--- Start RECORDED DATA ---

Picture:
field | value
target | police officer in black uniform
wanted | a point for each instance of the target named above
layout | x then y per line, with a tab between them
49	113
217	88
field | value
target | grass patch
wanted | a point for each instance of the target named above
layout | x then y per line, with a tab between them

--- End RECORDED DATA ---

== TASK BRIEF ==
Can you change "instance" to "occurrence" throughout the data above and leave everything else as it is?

== WRITTEN REPLY ==
Picture:
field | value
target | police officer in black uniform
wanted | a point for each occurrence of the target named above
layout | x then y per line, with a tab between them
49	113
217	88
field | value
target | grass patch
wanted | a point for each occurrence of the target named above
layout | x then y per line, with a tab between them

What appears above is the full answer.